▸ EXTRAIT DU DOCUMENT
Antiquité

Nîmes analyse le culte impérial romain

Par Sindbad Hammache · Le Journal des Arts

Le 28 juillet 2021 - 702 mots

NÎMES

À cheval entre le politique et le religieux, le privé et le public, la vénération de l’Empereur est aussi intrigante que complexe. Une complexité qui appelait une scénographie plus affirmée.

Nîmes (Gard). À Nemausus, l’ancienne Nîmes, le culte impérial romain a marqué deux sites emblématiques de la ville : la Maison carrée, temple toujours en élévation, et l’Augusteum, disparu, qui occupait une bonne partie du jardin de la Fontaine. Si elle a façonné la ville, cette dévotion organisait également la société. Culte religieux aux visées politiques, la vénération de l’Empereur permet à cette province romaine de manifester son allégeance au pouvoir de Rome. Difficile, pour un visiteur du XXIe siècle qui a grandi dans une société laïque, d’envisager une telle imbrication entre le religieux et le politique. C’est le défi que relève cet été le Musée de la romanité, en s’appuyant sur une multitude d’objets archéologiques : l’exposition « L’Empereur romain, mortel parmi les dieux » bénéficie ainsi des prêts de quatorze partenaires italiens et français.

L’idée d’une religion de propagande, outil de contrôle social, fait l’objet d’une première partie, où une enfilade de grande statuaire plonge le visiteur dans l’ambiance pré-impériale de l’époque augustéenne (fin du Ier siècle avant notre ère). Mais le parcours s’ouvre sur un bas-relief représentant un sacrifice rituel de bétail, où le prêtre officiant, toge relevée sur la tête, serait probablement l’Empereur lui-même. Voilà posé le contexte, d’une part de concentration des pouvoirs de la République dans la seule personne d’Auguste-Octavien, d’autre part de grande porosité, au cœur du pouvoir, entre la religion et le politique. À Rome, la prêtrise est alors une charge politique comme une autre.

▸ DONNÉES FOURNIES

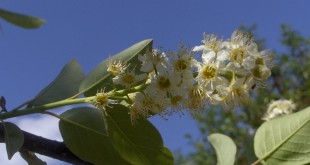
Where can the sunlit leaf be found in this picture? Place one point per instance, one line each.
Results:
(284, 140)
(21, 20)
(99, 77)
(64, 86)
(225, 148)
(138, 144)
(31, 158)
(84, 133)
(13, 137)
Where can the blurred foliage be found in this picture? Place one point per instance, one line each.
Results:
(289, 80)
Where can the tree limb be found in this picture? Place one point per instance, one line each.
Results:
(47, 147)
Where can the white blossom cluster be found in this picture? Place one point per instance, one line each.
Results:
(223, 73)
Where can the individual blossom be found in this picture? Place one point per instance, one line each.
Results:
(153, 60)
(209, 72)
(279, 108)
(116, 67)
(129, 78)
(236, 94)
(239, 50)
(102, 100)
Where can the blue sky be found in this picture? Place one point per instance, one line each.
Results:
(90, 31)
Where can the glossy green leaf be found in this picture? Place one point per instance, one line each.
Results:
(84, 133)
(225, 148)
(13, 137)
(99, 77)
(64, 86)
(21, 20)
(138, 144)
(31, 158)
(284, 140)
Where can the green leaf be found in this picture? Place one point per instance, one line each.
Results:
(84, 133)
(13, 137)
(21, 20)
(284, 140)
(100, 78)
(31, 158)
(225, 148)
(138, 144)
(64, 86)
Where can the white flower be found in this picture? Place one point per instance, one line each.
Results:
(129, 78)
(116, 67)
(153, 60)
(279, 108)
(209, 72)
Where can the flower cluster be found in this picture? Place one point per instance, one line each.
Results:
(279, 108)
(218, 72)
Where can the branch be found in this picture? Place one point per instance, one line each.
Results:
(47, 147)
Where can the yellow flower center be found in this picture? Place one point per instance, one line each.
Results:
(128, 79)
(208, 72)
(163, 82)
(180, 65)
(102, 99)
(238, 55)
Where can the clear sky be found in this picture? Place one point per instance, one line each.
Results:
(90, 31)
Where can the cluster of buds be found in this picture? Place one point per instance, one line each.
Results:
(218, 72)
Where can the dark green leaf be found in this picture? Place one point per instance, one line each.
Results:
(84, 133)
(13, 137)
(284, 140)
(21, 20)
(31, 158)
(138, 144)
(225, 148)
(99, 77)
(64, 86)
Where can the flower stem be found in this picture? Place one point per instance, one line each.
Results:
(42, 108)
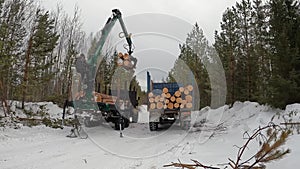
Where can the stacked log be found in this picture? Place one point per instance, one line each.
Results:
(182, 98)
(104, 98)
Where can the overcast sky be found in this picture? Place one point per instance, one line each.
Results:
(170, 20)
(207, 13)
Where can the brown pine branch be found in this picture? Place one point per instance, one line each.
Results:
(190, 166)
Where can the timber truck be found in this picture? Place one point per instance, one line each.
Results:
(93, 106)
(168, 103)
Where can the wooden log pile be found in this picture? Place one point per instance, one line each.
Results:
(104, 98)
(182, 98)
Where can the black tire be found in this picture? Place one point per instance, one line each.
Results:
(185, 125)
(117, 126)
(153, 126)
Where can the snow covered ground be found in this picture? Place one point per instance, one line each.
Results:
(211, 141)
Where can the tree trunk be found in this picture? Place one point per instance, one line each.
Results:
(26, 71)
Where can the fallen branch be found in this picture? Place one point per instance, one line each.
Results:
(190, 166)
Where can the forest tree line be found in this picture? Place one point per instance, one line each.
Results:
(37, 50)
(259, 46)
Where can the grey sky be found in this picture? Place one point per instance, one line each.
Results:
(156, 52)
(207, 13)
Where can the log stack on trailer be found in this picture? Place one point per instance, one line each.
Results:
(182, 98)
(168, 102)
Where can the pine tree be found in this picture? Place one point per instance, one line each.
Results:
(12, 35)
(284, 32)
(226, 44)
(191, 62)
(261, 49)
(41, 43)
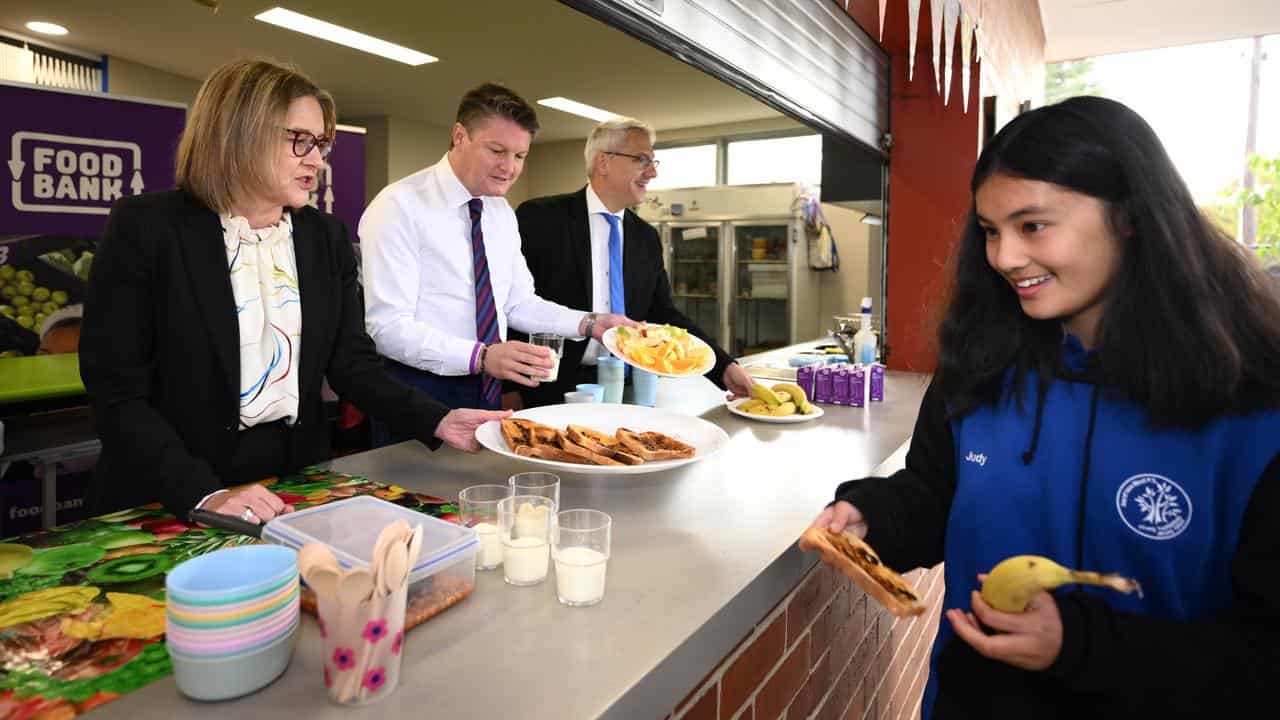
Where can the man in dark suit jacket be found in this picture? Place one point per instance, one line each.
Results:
(576, 246)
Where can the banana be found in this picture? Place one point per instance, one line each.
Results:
(796, 395)
(764, 395)
(1011, 584)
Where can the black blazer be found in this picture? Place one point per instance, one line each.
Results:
(159, 352)
(556, 237)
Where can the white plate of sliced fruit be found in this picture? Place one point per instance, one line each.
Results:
(781, 402)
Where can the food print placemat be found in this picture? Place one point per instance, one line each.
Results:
(82, 606)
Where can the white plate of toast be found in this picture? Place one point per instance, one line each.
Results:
(603, 438)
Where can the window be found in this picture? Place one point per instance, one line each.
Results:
(685, 167)
(776, 159)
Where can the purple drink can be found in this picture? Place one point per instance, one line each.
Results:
(877, 383)
(840, 386)
(822, 390)
(804, 378)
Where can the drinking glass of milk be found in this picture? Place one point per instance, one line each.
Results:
(525, 528)
(545, 484)
(580, 545)
(478, 509)
(557, 345)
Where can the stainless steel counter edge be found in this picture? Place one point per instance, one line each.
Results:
(672, 679)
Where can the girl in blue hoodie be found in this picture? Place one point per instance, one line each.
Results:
(1107, 395)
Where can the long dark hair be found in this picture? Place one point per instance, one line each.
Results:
(1192, 323)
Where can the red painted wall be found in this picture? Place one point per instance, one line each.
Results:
(933, 154)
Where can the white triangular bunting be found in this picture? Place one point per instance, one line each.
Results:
(913, 26)
(949, 26)
(965, 54)
(936, 17)
(978, 42)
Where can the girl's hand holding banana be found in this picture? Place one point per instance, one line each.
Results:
(1029, 639)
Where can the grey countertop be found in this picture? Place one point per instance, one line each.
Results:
(700, 554)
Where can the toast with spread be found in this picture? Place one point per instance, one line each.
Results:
(588, 446)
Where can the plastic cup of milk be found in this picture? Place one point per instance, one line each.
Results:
(545, 484)
(478, 509)
(580, 546)
(525, 528)
(557, 346)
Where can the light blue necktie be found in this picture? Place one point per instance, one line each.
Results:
(617, 294)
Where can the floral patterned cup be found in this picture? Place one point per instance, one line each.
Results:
(362, 646)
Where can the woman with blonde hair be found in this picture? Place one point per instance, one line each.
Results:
(216, 309)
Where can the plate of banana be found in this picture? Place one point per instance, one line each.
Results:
(782, 402)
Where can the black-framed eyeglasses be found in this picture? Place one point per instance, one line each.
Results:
(645, 162)
(306, 141)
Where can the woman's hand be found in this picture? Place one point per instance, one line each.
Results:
(606, 322)
(1029, 639)
(840, 518)
(458, 428)
(263, 502)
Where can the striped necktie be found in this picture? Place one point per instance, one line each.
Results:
(487, 311)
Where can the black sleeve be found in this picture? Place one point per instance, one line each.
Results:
(1173, 665)
(357, 373)
(118, 363)
(663, 311)
(906, 513)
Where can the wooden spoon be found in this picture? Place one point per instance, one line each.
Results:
(396, 568)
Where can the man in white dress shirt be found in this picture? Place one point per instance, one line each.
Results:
(444, 278)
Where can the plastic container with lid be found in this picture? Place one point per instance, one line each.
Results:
(444, 572)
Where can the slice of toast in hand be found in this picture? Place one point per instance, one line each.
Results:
(859, 563)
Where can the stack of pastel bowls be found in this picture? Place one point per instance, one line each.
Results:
(232, 620)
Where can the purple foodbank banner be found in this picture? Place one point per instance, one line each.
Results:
(342, 185)
(71, 155)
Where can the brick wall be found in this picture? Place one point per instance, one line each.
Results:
(828, 652)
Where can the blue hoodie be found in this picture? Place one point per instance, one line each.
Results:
(1077, 474)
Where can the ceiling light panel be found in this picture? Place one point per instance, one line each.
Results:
(46, 28)
(323, 30)
(575, 108)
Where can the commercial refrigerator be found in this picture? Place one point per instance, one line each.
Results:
(737, 261)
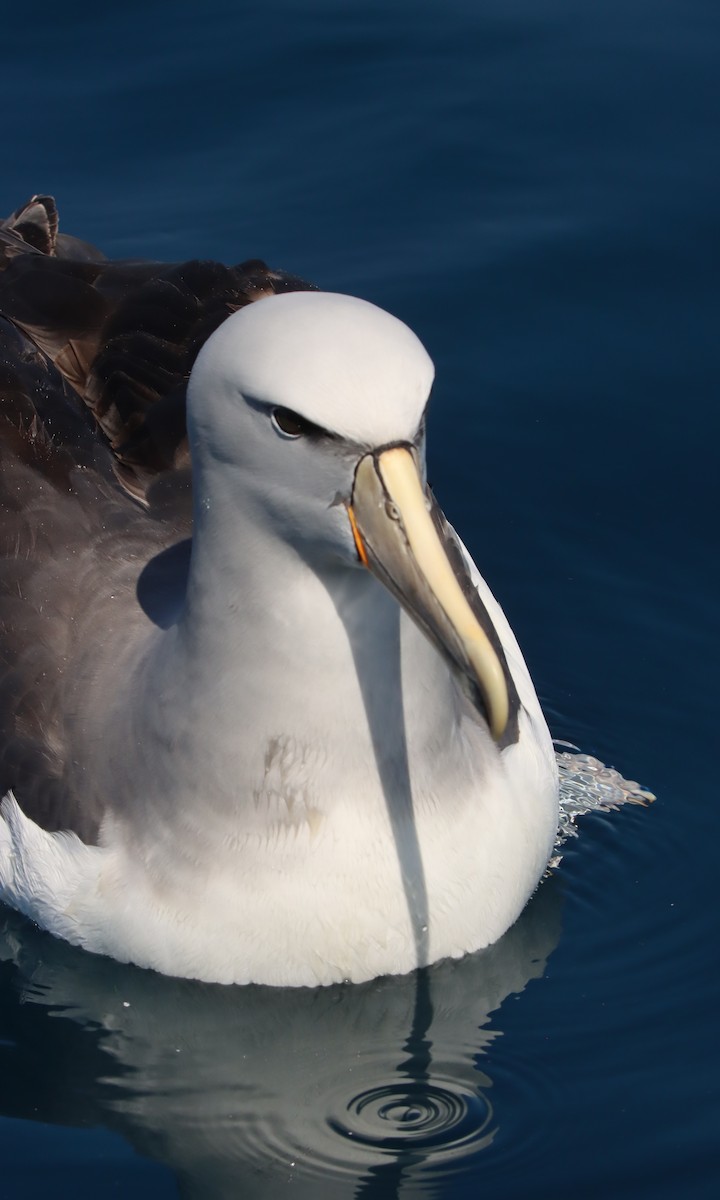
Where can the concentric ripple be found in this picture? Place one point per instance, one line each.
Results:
(417, 1116)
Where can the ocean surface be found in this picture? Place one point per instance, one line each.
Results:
(534, 186)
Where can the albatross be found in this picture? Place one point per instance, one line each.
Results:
(261, 717)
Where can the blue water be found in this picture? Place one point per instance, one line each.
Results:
(534, 186)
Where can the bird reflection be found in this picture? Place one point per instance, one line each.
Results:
(360, 1091)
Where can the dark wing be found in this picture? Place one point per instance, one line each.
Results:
(95, 473)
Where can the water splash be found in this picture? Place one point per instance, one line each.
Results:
(587, 785)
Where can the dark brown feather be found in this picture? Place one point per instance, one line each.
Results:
(94, 364)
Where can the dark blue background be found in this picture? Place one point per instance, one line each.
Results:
(534, 186)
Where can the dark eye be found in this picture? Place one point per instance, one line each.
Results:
(291, 424)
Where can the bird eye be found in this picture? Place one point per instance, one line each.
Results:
(291, 424)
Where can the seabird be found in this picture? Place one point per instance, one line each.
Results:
(261, 718)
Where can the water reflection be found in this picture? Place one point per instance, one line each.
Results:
(371, 1090)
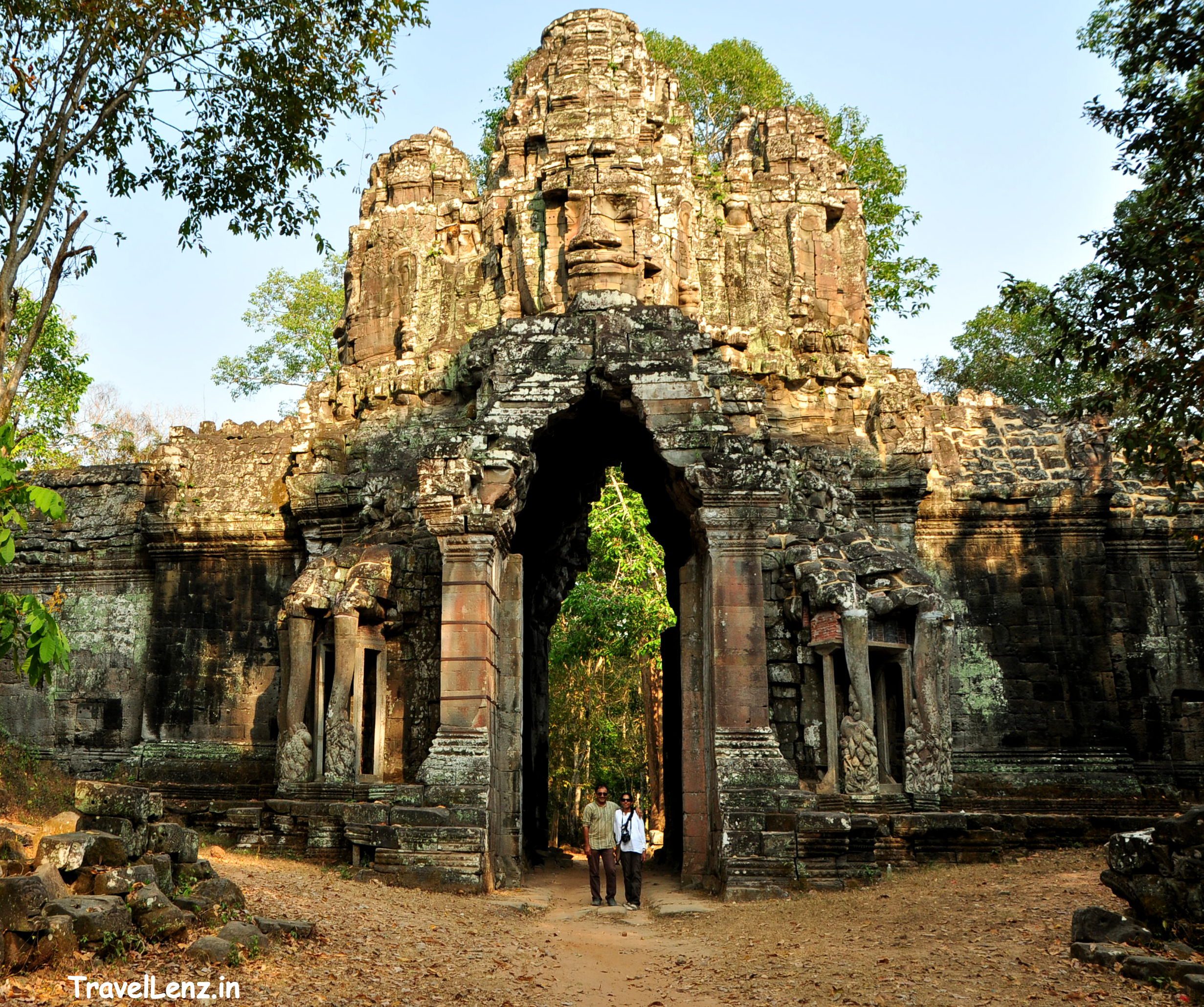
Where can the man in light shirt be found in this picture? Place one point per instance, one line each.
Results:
(629, 828)
(600, 844)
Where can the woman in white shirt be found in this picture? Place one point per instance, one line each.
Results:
(629, 829)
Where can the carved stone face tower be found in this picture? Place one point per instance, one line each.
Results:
(594, 173)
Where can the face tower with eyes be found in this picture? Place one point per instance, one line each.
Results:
(594, 189)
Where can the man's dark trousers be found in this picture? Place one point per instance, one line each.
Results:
(632, 875)
(612, 882)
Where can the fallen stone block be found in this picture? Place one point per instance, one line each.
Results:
(1100, 954)
(285, 928)
(21, 904)
(164, 922)
(1132, 853)
(145, 899)
(121, 881)
(211, 951)
(191, 873)
(182, 845)
(56, 888)
(1096, 924)
(11, 847)
(205, 910)
(162, 865)
(245, 935)
(222, 892)
(133, 836)
(93, 916)
(72, 851)
(136, 804)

▸ OBJECTIF DE LA TÂCHE
Recopiez à l'identique le passage de l'article sur le culte impérial, en commençant par « L’idée d’une religion » et en poursuivant jusqu'à « comme une autre. ».

▸ RÉPONSE COMPLÈTE
L’idée d’une religion de propagande, outil de contrôle social, fait l’objet d’une première partie, où une enfilade de grande statuaire plonge le visiteur dans l’ambiance pré-impériale de l’époque augustéenne (fin du Ier siècle avant notre ère). Mais le parcours s’ouvre sur un bas-relief représentant un sacrifice rituel de bétail, où le prêtre officiant, toge relevée sur la tête, serait probablement l’Empereur lui-même. Voilà posé le contexte, d’une part de concentration des pouvoirs de la République dans la seule personne d’Auguste-Octavien, d’autre part de grande porosité, au cœur du pouvoir, entre la religion et le politique. À Rome, la prêtrise est alors une charge politique comme une autre.